Extrait choisi:
************
Mais cela ne suffit pas. Elle doit repartir à Strasbourg. Une fois le tram parti sur l'aiguillage au bout du quai, les policiers allemands accompagnent Nadia et l'autre passagère sur le quai du retour, ils les confient aux policiers français, qui s'assurent ensuite qu'elles montent bien dans le tram D direction "Poteries". Nadia est dépitée, "je suis venue plusieurs fois à pied à Kehl, avec la photo de mon passeport sur mon téléphone, et ça suffisait aux policiers. Bon, je vais aller chercher mon passeport, et je reviendrai". 
 

Pramela Bauer est très fâchée. Elle voit le tabac, juste derrière l'arrêt de tram, et ne peut s'y rendre acheter ses cigarettes. "J'étais toute contente d'arriver à Kehl, j'ai demandé d'aller au moins chercher un paquet, mais le policier a refusé. On vient pas voler, on veut acheter ! C'est un peu bizarre, non ? Mais bon, ils font leur travail, on peut pas insister". La Strasbourgeoise ne décolère pas : "moi je vois en centre-ville de Strasbourg des Allemands , alors pourquoi eux ont le droit de venir chez nous, et pourquoi nous on peut pas venir à Kehl ?".
 

Après vérification auprès des policiers français, la même règle s'applique dans les deux sens : un Allemand ne peut pas non plus aller faire ses courses en France. Mais il est vrai que beaucoup d'Allemands habitent à Strasbourg, et beaucoup de Français à Kehl. Les Français de Kehl peuvent aller quand ils veulent à Strasbourg, tout comme les Allemands de Strasbourg à Kehl. De plus en plus étrange. On ne parle plus de virus, mais de nationalités, de pays de résidence, de liens de parenté.
************
Action à mener:
Extrayez, s'il vous plaît, l'intégralité de l'extrait sur le contrôle frontalier entre Strasbourg et Kehl, mot pour mot.

Données d'expressions référentielles:
************
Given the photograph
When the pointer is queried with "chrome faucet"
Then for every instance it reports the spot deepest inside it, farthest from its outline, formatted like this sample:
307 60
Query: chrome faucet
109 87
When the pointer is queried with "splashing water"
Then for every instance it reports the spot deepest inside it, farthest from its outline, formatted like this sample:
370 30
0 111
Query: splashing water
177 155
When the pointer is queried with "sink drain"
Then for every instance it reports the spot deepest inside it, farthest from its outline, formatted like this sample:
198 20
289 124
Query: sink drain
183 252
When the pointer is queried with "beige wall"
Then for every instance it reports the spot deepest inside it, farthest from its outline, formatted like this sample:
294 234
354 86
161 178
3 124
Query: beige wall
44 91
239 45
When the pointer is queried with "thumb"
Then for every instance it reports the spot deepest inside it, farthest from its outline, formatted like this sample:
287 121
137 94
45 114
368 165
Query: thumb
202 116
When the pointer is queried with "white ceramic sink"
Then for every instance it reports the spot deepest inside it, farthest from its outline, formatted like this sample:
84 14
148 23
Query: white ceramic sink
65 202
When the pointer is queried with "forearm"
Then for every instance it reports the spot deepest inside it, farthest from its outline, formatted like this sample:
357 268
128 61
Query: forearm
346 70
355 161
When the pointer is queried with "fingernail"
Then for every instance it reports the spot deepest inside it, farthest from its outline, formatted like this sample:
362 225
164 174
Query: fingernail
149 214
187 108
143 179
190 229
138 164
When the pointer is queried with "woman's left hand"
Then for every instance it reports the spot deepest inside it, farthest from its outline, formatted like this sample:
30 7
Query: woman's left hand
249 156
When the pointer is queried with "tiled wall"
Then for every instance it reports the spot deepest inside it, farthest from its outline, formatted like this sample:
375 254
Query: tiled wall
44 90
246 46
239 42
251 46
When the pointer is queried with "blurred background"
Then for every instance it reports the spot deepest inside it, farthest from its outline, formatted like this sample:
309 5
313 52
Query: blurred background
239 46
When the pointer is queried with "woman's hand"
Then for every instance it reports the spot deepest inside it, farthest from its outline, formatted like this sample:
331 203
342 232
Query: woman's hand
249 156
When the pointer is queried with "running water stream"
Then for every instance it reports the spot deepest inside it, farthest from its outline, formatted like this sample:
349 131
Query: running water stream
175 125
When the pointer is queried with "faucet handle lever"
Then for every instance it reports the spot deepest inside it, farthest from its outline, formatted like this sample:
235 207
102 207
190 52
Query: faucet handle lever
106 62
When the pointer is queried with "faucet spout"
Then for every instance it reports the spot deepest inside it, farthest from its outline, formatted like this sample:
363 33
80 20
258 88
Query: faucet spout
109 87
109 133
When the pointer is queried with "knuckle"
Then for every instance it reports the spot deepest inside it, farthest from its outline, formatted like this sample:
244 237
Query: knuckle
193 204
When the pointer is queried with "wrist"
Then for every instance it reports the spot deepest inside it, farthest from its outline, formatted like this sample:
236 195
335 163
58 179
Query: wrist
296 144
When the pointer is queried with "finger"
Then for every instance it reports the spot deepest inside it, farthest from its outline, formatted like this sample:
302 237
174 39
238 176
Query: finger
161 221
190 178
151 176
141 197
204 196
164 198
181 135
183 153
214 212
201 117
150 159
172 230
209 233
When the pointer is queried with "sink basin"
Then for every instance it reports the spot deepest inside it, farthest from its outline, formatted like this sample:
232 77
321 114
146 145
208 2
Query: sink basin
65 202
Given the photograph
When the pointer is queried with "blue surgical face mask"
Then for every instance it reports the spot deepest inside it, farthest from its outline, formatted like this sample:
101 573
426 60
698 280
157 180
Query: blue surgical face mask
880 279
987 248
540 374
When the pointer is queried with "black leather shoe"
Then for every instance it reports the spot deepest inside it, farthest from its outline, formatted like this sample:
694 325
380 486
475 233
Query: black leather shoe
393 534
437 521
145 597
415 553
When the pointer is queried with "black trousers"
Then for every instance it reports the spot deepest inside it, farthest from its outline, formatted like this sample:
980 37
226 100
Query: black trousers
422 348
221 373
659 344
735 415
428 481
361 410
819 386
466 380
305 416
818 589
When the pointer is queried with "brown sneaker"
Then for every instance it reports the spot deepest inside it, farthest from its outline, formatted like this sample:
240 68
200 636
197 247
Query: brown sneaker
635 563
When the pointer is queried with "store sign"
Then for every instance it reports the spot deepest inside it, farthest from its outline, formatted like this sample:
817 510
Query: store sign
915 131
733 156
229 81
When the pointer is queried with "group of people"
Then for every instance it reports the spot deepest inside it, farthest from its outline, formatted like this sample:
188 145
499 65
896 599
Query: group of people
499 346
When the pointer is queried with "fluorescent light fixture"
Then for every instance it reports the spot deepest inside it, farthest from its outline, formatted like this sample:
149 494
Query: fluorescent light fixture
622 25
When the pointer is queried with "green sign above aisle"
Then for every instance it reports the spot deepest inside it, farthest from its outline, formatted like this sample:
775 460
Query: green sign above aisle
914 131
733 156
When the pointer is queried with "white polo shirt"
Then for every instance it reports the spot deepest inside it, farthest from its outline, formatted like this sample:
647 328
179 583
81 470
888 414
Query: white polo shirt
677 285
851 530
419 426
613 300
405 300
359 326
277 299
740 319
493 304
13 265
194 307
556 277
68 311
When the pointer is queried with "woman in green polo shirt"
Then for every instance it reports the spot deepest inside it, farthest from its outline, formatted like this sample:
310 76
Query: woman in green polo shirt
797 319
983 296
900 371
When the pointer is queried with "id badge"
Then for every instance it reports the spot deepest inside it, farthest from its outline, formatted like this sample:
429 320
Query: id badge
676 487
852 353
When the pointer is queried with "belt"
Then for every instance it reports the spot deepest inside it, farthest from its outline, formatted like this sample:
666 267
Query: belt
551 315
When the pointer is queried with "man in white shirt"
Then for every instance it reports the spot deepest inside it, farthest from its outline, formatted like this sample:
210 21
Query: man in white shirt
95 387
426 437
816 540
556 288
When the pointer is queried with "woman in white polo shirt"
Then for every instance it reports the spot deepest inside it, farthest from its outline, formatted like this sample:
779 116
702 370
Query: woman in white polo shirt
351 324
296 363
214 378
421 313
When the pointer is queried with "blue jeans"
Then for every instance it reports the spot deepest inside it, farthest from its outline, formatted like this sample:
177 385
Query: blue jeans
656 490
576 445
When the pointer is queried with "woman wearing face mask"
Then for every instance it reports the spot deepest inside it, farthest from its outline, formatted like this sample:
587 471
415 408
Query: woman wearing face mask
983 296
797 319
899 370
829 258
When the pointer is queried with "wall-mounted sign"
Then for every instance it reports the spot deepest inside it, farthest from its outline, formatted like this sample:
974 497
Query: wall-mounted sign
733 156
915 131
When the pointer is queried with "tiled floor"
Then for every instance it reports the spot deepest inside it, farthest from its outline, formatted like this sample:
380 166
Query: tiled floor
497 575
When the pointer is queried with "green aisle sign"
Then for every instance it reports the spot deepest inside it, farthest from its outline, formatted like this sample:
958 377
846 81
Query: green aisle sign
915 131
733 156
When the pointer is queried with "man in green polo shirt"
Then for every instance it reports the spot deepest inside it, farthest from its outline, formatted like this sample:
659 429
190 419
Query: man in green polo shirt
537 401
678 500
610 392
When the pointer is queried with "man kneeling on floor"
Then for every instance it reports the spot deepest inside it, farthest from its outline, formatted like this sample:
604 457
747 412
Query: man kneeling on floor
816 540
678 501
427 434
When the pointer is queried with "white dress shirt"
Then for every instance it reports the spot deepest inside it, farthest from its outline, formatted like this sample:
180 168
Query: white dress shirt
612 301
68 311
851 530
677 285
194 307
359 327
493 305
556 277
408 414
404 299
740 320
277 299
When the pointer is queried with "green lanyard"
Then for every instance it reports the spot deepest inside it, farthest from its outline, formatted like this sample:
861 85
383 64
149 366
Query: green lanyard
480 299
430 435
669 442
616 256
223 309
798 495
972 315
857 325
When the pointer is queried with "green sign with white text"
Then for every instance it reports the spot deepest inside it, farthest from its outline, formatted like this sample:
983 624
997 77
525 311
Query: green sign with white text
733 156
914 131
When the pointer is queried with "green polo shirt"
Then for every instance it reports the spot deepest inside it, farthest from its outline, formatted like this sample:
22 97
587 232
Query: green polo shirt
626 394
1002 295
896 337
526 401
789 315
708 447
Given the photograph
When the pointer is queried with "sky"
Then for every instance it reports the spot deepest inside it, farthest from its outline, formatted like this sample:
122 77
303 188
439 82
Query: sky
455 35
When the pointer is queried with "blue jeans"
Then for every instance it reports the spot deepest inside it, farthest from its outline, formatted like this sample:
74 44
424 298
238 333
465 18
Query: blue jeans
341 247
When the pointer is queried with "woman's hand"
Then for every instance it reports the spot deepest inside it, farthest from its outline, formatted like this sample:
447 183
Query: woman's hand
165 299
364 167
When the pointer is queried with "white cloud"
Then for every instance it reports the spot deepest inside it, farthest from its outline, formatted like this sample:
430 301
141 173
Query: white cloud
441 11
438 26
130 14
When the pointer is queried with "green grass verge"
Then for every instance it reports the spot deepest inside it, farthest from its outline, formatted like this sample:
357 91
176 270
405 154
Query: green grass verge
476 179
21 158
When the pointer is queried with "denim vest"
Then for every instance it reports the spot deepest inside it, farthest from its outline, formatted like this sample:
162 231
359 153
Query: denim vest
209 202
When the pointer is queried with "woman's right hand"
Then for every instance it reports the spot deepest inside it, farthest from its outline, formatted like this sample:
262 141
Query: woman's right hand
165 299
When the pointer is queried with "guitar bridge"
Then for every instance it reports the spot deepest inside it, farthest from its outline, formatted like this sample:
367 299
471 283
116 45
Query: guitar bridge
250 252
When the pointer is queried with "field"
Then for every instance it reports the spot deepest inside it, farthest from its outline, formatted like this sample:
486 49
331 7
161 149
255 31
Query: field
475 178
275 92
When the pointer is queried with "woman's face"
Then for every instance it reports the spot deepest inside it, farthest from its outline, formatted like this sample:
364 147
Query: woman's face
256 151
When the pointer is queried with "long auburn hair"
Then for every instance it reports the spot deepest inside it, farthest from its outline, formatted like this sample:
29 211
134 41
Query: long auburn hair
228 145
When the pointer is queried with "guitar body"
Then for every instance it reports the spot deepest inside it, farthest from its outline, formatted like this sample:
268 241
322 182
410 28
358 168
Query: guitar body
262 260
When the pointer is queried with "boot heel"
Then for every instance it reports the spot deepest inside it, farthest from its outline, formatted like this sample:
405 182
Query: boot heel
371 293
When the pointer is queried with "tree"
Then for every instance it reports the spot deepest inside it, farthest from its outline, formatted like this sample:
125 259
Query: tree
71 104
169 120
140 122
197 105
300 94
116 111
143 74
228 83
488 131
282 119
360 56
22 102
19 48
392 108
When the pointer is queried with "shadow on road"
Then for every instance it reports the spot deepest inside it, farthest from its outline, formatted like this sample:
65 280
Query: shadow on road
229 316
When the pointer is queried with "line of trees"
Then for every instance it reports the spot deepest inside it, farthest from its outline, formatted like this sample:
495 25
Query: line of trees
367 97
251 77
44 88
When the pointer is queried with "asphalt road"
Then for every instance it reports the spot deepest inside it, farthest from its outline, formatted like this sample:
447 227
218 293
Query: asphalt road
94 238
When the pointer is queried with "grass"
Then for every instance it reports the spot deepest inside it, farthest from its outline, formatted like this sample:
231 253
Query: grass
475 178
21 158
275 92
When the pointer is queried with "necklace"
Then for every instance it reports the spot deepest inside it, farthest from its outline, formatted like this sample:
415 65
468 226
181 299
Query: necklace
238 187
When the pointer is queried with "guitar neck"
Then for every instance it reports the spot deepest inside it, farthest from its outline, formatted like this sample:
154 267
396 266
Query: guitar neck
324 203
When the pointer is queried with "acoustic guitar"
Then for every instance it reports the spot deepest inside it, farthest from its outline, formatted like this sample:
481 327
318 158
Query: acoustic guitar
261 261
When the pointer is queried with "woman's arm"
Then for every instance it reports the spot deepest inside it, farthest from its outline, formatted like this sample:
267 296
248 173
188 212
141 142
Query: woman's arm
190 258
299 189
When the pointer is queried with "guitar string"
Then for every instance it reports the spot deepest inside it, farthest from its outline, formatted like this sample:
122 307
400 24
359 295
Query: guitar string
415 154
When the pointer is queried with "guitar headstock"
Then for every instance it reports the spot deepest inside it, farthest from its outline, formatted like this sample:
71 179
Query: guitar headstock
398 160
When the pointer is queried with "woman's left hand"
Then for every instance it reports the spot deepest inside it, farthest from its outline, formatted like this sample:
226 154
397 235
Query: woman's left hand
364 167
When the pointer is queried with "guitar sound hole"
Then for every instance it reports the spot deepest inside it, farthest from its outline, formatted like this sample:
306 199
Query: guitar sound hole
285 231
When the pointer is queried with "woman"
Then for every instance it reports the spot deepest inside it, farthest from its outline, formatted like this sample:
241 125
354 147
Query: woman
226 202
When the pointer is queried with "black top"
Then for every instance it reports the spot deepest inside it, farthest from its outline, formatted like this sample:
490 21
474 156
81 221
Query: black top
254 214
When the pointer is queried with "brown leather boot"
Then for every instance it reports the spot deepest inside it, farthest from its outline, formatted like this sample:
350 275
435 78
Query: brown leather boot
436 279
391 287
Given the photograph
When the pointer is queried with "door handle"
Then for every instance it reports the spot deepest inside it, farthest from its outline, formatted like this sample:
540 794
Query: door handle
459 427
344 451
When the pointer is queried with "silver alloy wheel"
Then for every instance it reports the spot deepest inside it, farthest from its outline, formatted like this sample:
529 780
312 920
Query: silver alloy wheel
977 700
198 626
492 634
************
Résultat produit:
Mais cela ne suffit pas. Elle doit repartir à Strasbourg. Une fois le tram parti sur l'aiguillage au bout du quai, les policiers allemands accompagnent Nadia et l'autre passagère sur le quai du retour, ils les confient aux policiers français, qui s'assurent ensuite qu'elles montent bien dans le tram D direction "Poteries". Nadia est dépitée, "je suis venue plusieurs fois à pied à Kehl, avec la photo de mon passeport sur mon téléphone, et ça suffisait aux policiers. Bon, je vais aller chercher mon passeport, et je reviendrai". 
 

Pramela Bauer est très fâchée. Elle voit le tabac, juste derrière l'arrêt de tram, et ne peut s'y rendre acheter ses cigarettes. "J'étais toute contente d'arriver à Kehl, j'ai demandé d'aller au moins chercher un paquet, mais le policier a refusé. On vient pas voler, on veut acheter ! C'est un peu bizarre, non ? Mais bon, ils font leur travail, on peut pas insister". La Strasbourgeoise ne décolère pas : "moi je vois en centre-ville de Strasbourg des Allemands , alors pourquoi eux ont le droit de venir chez nous, et pourquoi nous on peut pas venir à Kehl ?".
 

Après vérification auprès des policiers français, la même règle s'applique dans les deux sens : un Allemand ne peut pas non plus aller faire ses courses en France. Mais il est vrai que beaucoup d'Allemands habitent à Strasbourg, et beaucoup de Français à Kehl. Les Français de Kehl peuvent aller quand ils veulent à Strasbourg, tout comme les Allemands de Strasbourg à Kehl. De plus en plus étrange. On ne parle plus de virus, mais de nationalités, de pays de résidence, de liens de parenté.